■ Goal ■
Format the items between the line containing "find the bush" and the line containing "[67, 204, 285, 260]", inclusive, as a Markdown table with the columns Row and Line. Number each line in order and omit any blank lines.
──────── Material to process
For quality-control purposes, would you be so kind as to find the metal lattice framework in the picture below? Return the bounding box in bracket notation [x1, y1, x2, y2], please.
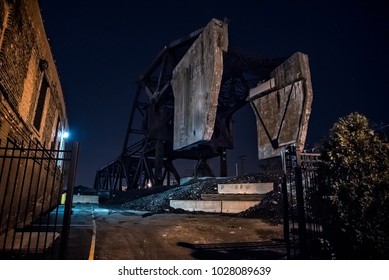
[94, 23, 285, 190]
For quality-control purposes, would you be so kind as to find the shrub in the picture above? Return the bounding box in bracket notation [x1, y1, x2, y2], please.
[313, 113, 389, 259]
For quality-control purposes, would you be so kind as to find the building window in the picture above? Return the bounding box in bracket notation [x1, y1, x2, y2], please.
[34, 77, 49, 131]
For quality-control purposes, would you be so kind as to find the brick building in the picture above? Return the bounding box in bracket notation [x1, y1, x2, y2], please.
[0, 0, 68, 238]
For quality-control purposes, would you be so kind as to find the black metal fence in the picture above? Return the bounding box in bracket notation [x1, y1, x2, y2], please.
[0, 140, 78, 259]
[282, 146, 329, 259]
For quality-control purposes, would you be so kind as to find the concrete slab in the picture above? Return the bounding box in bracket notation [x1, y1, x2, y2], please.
[170, 200, 259, 213]
[73, 195, 99, 204]
[217, 183, 273, 194]
[222, 200, 259, 213]
[201, 193, 260, 201]
[171, 19, 228, 150]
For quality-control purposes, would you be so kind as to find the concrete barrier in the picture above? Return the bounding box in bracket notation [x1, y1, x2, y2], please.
[73, 195, 99, 204]
[217, 183, 273, 194]
[170, 200, 222, 213]
[170, 200, 259, 213]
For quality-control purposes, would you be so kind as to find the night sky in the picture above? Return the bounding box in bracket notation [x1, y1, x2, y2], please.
[40, 0, 389, 186]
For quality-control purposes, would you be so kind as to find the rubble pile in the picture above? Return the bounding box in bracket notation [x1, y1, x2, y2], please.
[122, 174, 282, 223]
[239, 191, 282, 224]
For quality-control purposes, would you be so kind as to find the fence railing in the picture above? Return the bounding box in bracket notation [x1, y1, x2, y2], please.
[0, 140, 78, 259]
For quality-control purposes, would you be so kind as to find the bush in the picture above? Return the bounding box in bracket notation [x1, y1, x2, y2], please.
[313, 113, 389, 259]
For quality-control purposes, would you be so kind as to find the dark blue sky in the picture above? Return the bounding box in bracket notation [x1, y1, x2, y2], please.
[40, 0, 389, 186]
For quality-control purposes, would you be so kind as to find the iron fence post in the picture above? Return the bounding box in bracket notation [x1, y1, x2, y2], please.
[59, 142, 79, 259]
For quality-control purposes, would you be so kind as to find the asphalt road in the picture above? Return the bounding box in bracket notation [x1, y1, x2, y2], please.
[67, 204, 285, 260]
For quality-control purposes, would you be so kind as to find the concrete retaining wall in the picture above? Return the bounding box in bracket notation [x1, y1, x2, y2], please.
[170, 200, 259, 213]
[217, 183, 273, 194]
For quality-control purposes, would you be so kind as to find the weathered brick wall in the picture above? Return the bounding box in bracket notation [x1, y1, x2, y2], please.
[0, 0, 68, 144]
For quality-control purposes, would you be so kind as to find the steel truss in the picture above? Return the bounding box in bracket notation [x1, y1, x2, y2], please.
[94, 23, 285, 191]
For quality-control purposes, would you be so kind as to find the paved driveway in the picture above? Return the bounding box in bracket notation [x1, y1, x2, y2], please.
[68, 204, 285, 260]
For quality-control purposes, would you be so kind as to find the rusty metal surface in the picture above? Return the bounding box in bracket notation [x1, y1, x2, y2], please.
[249, 53, 313, 159]
[171, 19, 228, 150]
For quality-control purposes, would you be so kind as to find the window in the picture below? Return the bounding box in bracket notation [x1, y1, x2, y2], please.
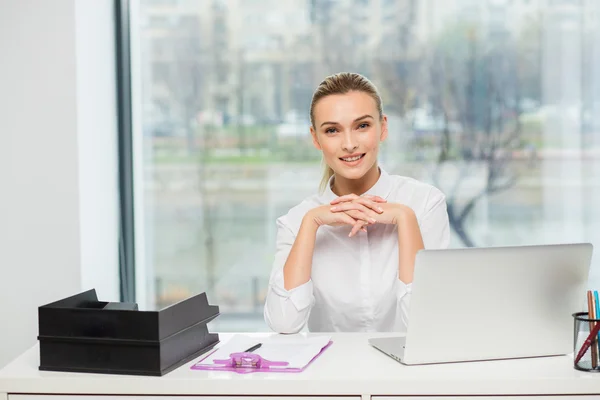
[125, 0, 600, 331]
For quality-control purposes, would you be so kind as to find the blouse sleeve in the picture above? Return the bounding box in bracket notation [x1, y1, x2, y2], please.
[264, 217, 315, 333]
[394, 188, 450, 332]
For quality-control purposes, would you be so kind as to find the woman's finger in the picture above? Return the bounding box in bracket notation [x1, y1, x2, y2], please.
[352, 197, 383, 214]
[345, 210, 377, 225]
[361, 194, 387, 203]
[331, 202, 378, 219]
[329, 193, 358, 204]
[348, 221, 364, 237]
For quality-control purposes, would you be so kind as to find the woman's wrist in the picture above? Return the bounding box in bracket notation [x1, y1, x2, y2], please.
[300, 210, 321, 232]
[394, 204, 416, 225]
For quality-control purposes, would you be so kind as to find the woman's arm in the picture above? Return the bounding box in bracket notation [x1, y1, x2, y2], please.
[396, 204, 425, 284]
[264, 217, 314, 333]
[283, 211, 319, 290]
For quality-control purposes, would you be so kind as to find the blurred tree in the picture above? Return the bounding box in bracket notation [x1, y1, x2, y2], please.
[426, 25, 522, 247]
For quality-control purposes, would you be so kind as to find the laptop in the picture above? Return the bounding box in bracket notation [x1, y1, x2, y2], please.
[369, 243, 593, 365]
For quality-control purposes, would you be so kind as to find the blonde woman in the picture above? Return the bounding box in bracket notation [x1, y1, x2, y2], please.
[264, 73, 449, 333]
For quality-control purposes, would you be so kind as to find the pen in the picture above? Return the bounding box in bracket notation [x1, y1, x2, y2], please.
[244, 343, 262, 353]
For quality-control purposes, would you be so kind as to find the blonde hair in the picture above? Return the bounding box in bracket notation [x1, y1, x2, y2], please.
[310, 72, 383, 192]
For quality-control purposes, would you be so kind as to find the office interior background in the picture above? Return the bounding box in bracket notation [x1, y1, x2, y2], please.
[0, 0, 600, 366]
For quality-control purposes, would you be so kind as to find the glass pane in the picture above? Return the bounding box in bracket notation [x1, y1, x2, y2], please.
[131, 0, 600, 331]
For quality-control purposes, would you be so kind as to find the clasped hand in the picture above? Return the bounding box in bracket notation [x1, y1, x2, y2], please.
[311, 194, 402, 237]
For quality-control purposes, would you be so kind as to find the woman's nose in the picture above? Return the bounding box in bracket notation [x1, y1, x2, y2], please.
[342, 134, 358, 153]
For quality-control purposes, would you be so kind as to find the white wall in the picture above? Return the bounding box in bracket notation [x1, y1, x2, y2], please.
[0, 0, 118, 367]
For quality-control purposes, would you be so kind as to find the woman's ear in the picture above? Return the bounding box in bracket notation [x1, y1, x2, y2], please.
[310, 125, 322, 150]
[379, 114, 388, 142]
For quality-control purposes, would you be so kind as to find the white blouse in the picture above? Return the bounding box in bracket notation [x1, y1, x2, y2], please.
[264, 169, 450, 333]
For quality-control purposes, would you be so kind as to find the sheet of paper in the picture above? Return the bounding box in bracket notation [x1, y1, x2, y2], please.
[201, 334, 331, 368]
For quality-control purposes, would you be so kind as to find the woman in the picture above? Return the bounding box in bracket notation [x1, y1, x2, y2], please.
[264, 73, 449, 333]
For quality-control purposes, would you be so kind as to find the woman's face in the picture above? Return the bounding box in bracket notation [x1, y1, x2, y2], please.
[310, 92, 387, 179]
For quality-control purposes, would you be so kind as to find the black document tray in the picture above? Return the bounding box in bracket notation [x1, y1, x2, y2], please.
[38, 289, 219, 376]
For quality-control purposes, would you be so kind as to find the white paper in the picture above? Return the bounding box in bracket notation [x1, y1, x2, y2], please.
[199, 334, 331, 369]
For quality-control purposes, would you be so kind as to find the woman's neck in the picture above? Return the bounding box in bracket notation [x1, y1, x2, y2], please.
[331, 164, 381, 196]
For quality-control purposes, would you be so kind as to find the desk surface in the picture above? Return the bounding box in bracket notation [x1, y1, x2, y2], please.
[0, 333, 600, 398]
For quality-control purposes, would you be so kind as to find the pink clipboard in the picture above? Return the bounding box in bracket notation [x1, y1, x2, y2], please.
[190, 340, 333, 374]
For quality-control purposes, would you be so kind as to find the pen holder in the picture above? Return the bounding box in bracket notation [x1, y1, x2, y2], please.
[573, 312, 600, 372]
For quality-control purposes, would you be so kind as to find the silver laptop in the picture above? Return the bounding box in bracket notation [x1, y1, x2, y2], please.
[369, 243, 593, 365]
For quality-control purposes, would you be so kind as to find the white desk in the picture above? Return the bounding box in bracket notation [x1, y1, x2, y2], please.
[0, 333, 600, 400]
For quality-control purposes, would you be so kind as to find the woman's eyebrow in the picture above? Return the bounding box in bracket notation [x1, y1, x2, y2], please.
[321, 114, 373, 127]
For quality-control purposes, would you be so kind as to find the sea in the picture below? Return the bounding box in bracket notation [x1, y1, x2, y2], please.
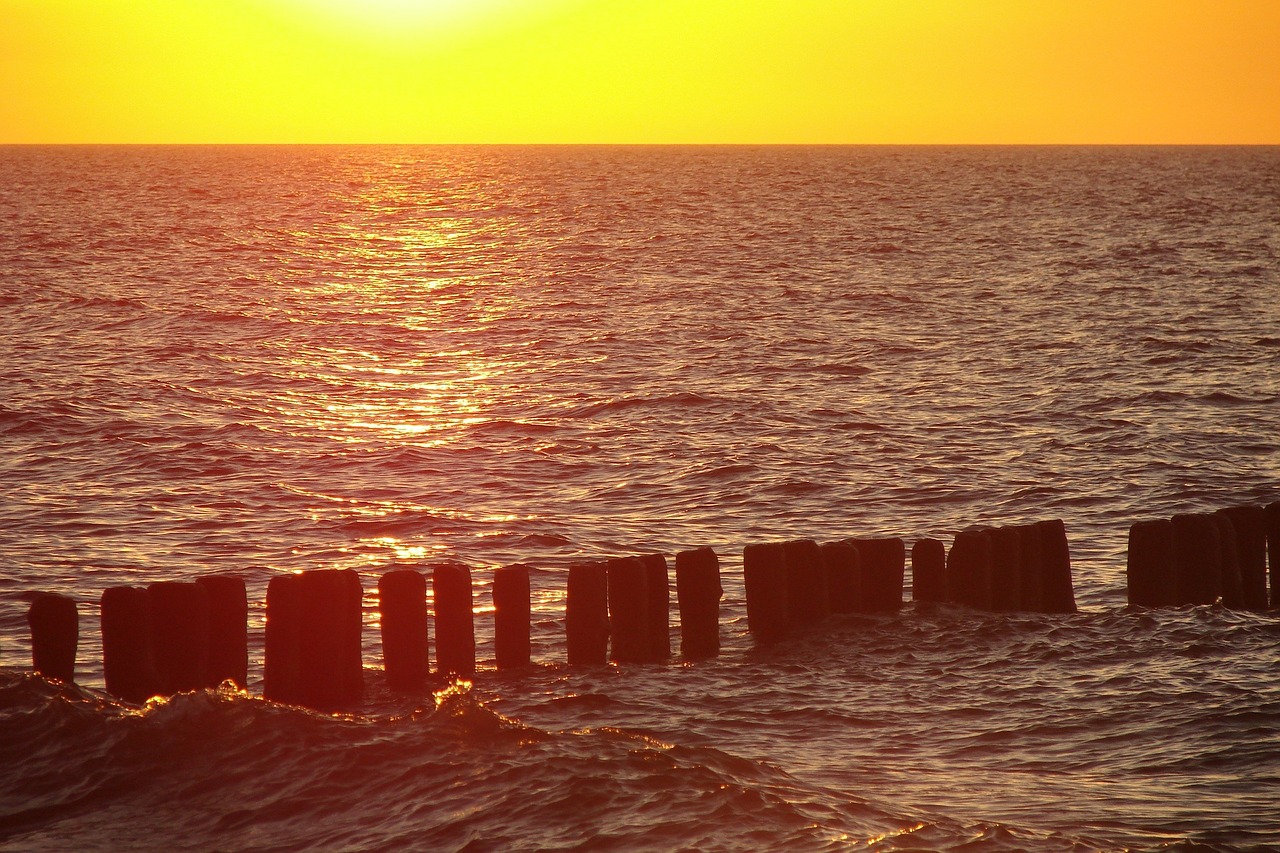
[0, 146, 1280, 852]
────────────────
■ Exercise result ■
| Row | Line |
|---|---|
| 1 | For quality-control purposes, would you be so kind as to find the bush in the picture above? Return the bounding box in bracket notation [x1, y1, x2, y2], please. |
| 2 | [313, 113, 389, 259] |
| 3 | For quality-control purposes, would you be so kind as to find the dark blue sky in the picture above? Return the bounding box in bracket notation [x1, y1, x2, y2], please. |
| 4 | [40, 0, 389, 186] |
| 5 | For quality-control purposes, would you be so kind as to find the iron fence post in the picture above? Return the bounding box in bracket notation [x1, y1, x2, y2], please. |
| 6 | [59, 142, 79, 259] |
| 7 | For quality-control purposes, would you be so kind as to find the asphalt road in the picture above? Return the bounding box in bracket notation [x1, y1, x2, y2], please. |
| 8 | [67, 204, 285, 260] |